··· Input rows
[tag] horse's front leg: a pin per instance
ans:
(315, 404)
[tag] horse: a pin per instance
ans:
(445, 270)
······
Print every row above again, line for line, without changing anything.

* _Written solution_
[tag] horse's front leg: a pin per instance
ans:
(315, 404)
[tag] horse: a pin per instance
ans:
(445, 270)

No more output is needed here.